Exercise description: Show each line of the data that contains the string "negative". Case matters.

Provided records:
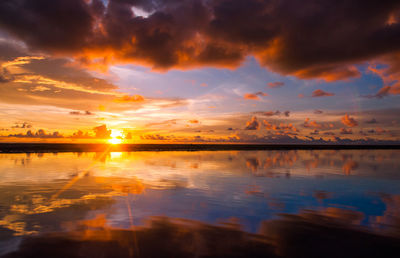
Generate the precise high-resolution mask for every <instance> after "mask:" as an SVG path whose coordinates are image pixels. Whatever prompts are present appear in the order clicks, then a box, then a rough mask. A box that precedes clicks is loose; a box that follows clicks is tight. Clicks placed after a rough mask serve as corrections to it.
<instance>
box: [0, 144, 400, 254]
mask: <svg viewBox="0 0 400 258" xmlns="http://www.w3.org/2000/svg"><path fill="white" fill-rule="evenodd" d="M399 239H400V151H399V150H318V151H309V150H298V151H295V150H291V151H216V152H123V153H117V152H112V153H58V154H57V153H43V154H0V255H4V256H6V257H46V256H47V257H90V256H93V257H213V256H215V257H227V256H235V257H338V256H342V257H345V256H348V257H368V256H370V257H400V252H399V248H400V242H399ZM99 253H100V254H101V255H100V256H99ZM321 254H324V255H323V256H321Z"/></svg>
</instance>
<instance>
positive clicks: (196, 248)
mask: <svg viewBox="0 0 400 258" xmlns="http://www.w3.org/2000/svg"><path fill="white" fill-rule="evenodd" d="M343 214H344V215H343ZM359 219H360V215H359V214H357V213H354V214H353V213H352V212H351V211H343V210H340V209H337V210H325V211H323V212H320V213H317V212H315V213H313V212H305V213H302V214H299V215H283V216H282V217H281V218H279V219H275V220H268V221H264V222H263V223H262V224H261V227H260V228H259V231H258V232H259V233H258V234H251V233H246V232H245V231H243V230H241V229H240V228H241V227H240V225H239V224H237V223H238V221H237V220H235V219H232V220H230V221H229V223H221V224H219V225H211V224H206V223H202V222H198V221H193V220H186V219H174V218H167V217H153V218H151V219H148V221H147V223H146V225H145V226H140V227H138V226H136V227H133V228H131V229H129V230H120V229H117V228H112V227H109V226H107V220H106V217H105V216H98V217H96V218H95V219H93V220H89V221H88V220H86V221H81V222H79V223H77V224H76V225H75V226H74V228H73V229H72V228H70V231H69V232H64V233H49V234H43V235H41V236H39V237H34V238H31V237H26V238H25V239H24V241H23V242H22V243H21V245H20V247H19V248H18V250H16V251H14V252H11V253H9V254H8V255H7V256H5V257H8V258H11V257H99V255H100V256H101V257H335V258H337V257H377V255H378V256H379V257H396V254H398V253H399V252H400V240H399V239H398V238H393V237H391V236H387V235H384V234H380V233H373V232H369V231H367V230H363V229H358V228H355V227H354V226H352V225H353V224H354V223H353V222H357V221H358V220H359ZM349 222H350V223H349Z"/></svg>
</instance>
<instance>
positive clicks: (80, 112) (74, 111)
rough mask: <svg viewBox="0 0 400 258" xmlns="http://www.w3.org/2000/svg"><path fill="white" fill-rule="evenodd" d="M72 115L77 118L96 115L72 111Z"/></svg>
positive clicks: (71, 113) (89, 112) (71, 112)
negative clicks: (80, 116)
mask: <svg viewBox="0 0 400 258" xmlns="http://www.w3.org/2000/svg"><path fill="white" fill-rule="evenodd" d="M69 114H70V115H75V116H92V115H94V114H93V113H92V112H90V111H87V110H86V111H85V112H81V111H71V112H69Z"/></svg>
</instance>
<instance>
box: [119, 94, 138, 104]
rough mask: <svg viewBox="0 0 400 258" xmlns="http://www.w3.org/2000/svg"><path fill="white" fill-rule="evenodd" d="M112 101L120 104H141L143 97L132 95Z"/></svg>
mask: <svg viewBox="0 0 400 258" xmlns="http://www.w3.org/2000/svg"><path fill="white" fill-rule="evenodd" d="M114 101H115V102H120V103H128V102H141V101H144V97H143V96H141V95H132V96H129V95H125V96H123V97H120V98H116V99H115V100H114Z"/></svg>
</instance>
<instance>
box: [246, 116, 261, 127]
mask: <svg viewBox="0 0 400 258" xmlns="http://www.w3.org/2000/svg"><path fill="white" fill-rule="evenodd" d="M258 128H260V123H259V122H258V120H257V117H255V116H253V117H252V118H251V120H250V121H248V122H247V123H246V127H245V130H258Z"/></svg>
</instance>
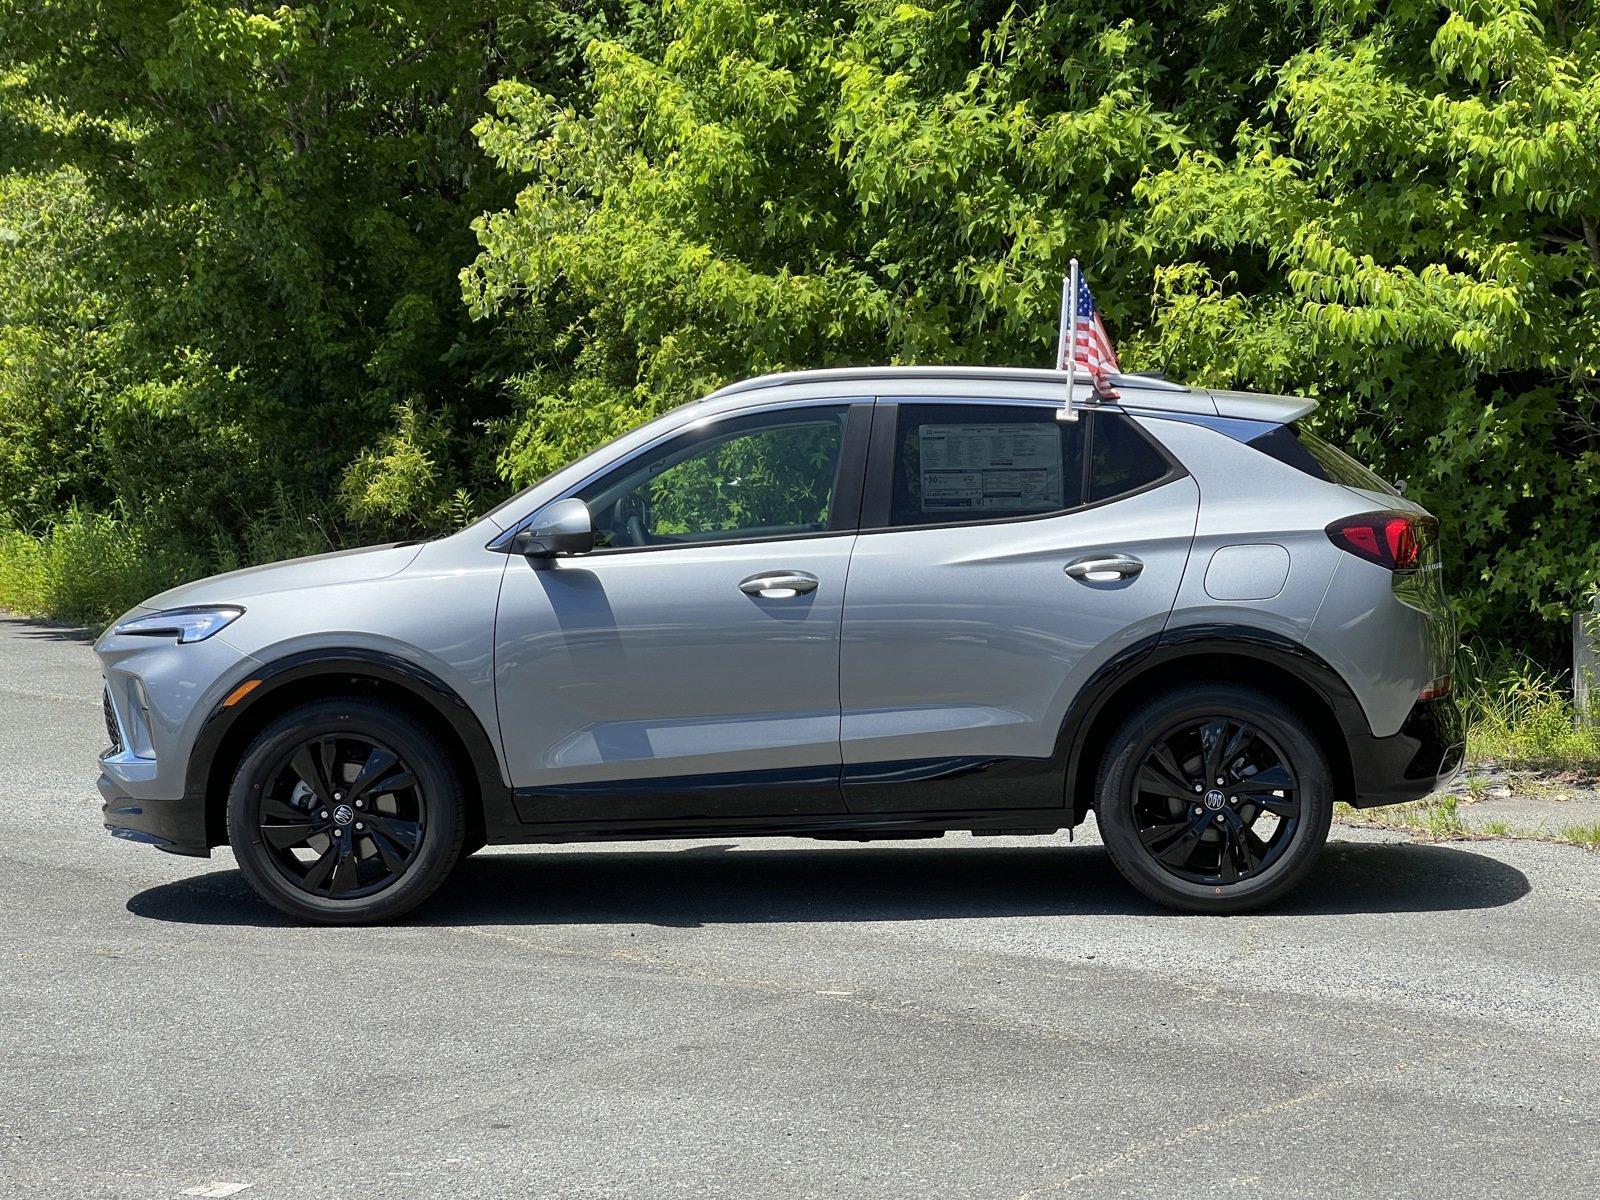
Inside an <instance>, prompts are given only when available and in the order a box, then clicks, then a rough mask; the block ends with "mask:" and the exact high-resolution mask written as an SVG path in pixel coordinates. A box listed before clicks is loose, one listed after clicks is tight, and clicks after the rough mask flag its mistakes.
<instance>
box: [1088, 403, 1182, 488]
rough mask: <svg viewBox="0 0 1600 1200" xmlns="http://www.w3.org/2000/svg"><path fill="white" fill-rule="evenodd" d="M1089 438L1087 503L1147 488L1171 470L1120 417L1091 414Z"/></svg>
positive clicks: (1131, 424)
mask: <svg viewBox="0 0 1600 1200" xmlns="http://www.w3.org/2000/svg"><path fill="white" fill-rule="evenodd" d="M1091 419H1093V422H1094V432H1093V435H1091V438H1090V445H1091V450H1090V502H1091V504H1094V502H1098V501H1106V499H1112V498H1115V496H1123V494H1126V493H1130V491H1138V490H1139V488H1147V486H1149V485H1152V483H1155V480H1158V478H1162V477H1163V475H1166V472H1168V470H1170V467H1168V464H1166V459H1165V458H1162V454H1160V453H1158V451H1157V450H1155V446H1152V445H1150V443H1149V442H1147V440H1146V437H1144V434H1141V432H1139V430H1138V429H1134V424H1133V422H1131V421H1130V419H1128V418H1125V416H1123V414H1122V413H1094V416H1093V418H1091Z"/></svg>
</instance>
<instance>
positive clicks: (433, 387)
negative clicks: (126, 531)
mask: <svg viewBox="0 0 1600 1200" xmlns="http://www.w3.org/2000/svg"><path fill="white" fill-rule="evenodd" d="M568 43H570V35H566V34H563V32H562V30H560V29H558V27H557V22H555V19H554V16H552V10H549V8H546V6H542V5H525V3H501V2H499V0H474V2H472V3H459V5H434V3H422V2H419V0H387V2H386V3H368V2H365V0H354V2H347V3H302V5H285V6H262V8H256V6H254V5H246V3H203V2H194V3H192V2H189V0H141V2H138V3H133V2H126V0H125V2H122V3H91V2H90V0H11V2H6V3H3V5H0V173H3V174H0V178H3V179H5V182H0V211H3V213H5V216H3V218H0V224H3V229H5V232H3V234H0V280H3V282H5V283H6V285H11V286H0V346H3V347H5V349H3V354H5V355H6V357H5V363H6V368H5V374H3V378H0V445H3V446H5V450H3V451H0V512H5V514H6V515H10V518H11V523H13V525H19V526H22V528H38V526H43V525H48V522H50V520H51V518H53V517H54V515H58V514H59V512H62V510H64V509H66V506H67V504H69V502H74V501H77V502H86V504H91V506H96V507H112V509H117V510H120V512H122V514H123V515H125V517H126V518H128V520H136V522H141V523H144V525H147V526H155V528H160V531H162V533H163V536H166V538H170V539H173V541H176V542H182V544H186V546H190V547H194V549H195V550H197V554H198V560H197V563H195V570H202V568H203V566H206V565H219V563H226V562H227V560H229V558H230V557H240V555H243V557H253V555H256V554H259V552H261V549H262V547H261V546H259V544H258V542H259V530H258V531H256V533H254V534H251V533H250V531H251V530H253V528H254V526H256V525H259V522H261V520H262V514H266V512H272V510H282V512H286V514H302V512H309V514H310V515H314V517H317V518H318V520H320V522H322V523H323V525H326V522H328V520H331V518H338V517H339V515H341V514H339V510H336V509H334V506H333V498H334V496H336V494H342V496H344V499H346V504H344V506H342V514H344V515H347V517H355V518H358V520H360V522H363V523H365V525H366V526H368V528H370V530H373V531H386V530H395V531H405V530H413V528H427V526H430V525H437V523H440V522H442V520H448V515H450V512H451V510H453V509H454V507H459V502H458V501H456V496H454V493H456V490H458V488H461V486H469V488H477V486H483V485H485V483H486V482H493V474H491V470H486V469H483V467H485V464H486V462H490V461H491V458H493V454H491V453H486V451H485V429H483V424H485V422H488V421H493V419H494V418H496V416H498V414H499V411H501V408H502V398H501V397H502V390H501V387H499V376H498V368H496V363H494V360H493V354H494V350H493V346H491V344H490V336H488V331H486V330H483V328H474V326H472V325H470V322H469V320H467V314H466V310H464V309H462V306H461V301H459V285H458V283H456V275H458V272H459V269H461V266H462V264H464V262H466V261H469V259H470V254H472V235H470V229H469V219H470V214H472V213H475V211H480V210H483V208H486V206H494V205H498V203H504V202H506V200H507V198H509V195H510V190H509V186H507V182H506V181H504V178H502V176H501V174H499V173H496V171H493V170H491V168H490V165H488V162H486V160H485V157H483V155H482V152H480V150H478V147H477V146H475V142H474V139H472V136H470V128H472V123H474V122H475V118H477V114H478V110H480V106H482V102H483V101H482V98H483V93H485V90H486V88H488V86H490V85H493V83H494V80H496V78H499V77H501V75H502V74H515V75H517V77H520V78H533V80H539V82H541V83H542V85H544V86H552V88H560V86H562V80H563V78H570V77H571V69H573V61H571V56H565V54H563V53H562V46H565V45H568ZM421 434H426V435H427V437H429V438H430V443H429V446H426V448H419V446H416V445H411V442H413V440H414V438H416V437H418V435H421ZM64 446H69V448H70V451H69V453H66V454H61V450H62V448H64ZM363 454H365V456H366V458H363ZM384 454H389V456H395V454H398V456H402V458H403V459H405V461H406V462H408V464H410V466H411V467H413V470H410V472H408V474H405V475H403V477H398V478H397V477H395V474H394V472H387V470H384V462H386V459H384ZM58 456H59V466H58V467H56V469H53V470H46V472H37V470H35V469H37V464H38V461H40V459H43V461H51V459H56V458H58ZM88 464H91V467H90V469H86V466H88ZM352 464H355V466H357V469H355V470H354V474H352ZM30 472H32V478H29V475H30ZM341 485H342V493H341ZM402 485H403V486H402ZM318 539H323V541H325V536H323V534H317V536H314V538H312V539H310V541H312V544H315V541H318ZM291 541H293V539H291Z"/></svg>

Finished exercise:
negative clicks: (80, 116)
negative clicks: (126, 531)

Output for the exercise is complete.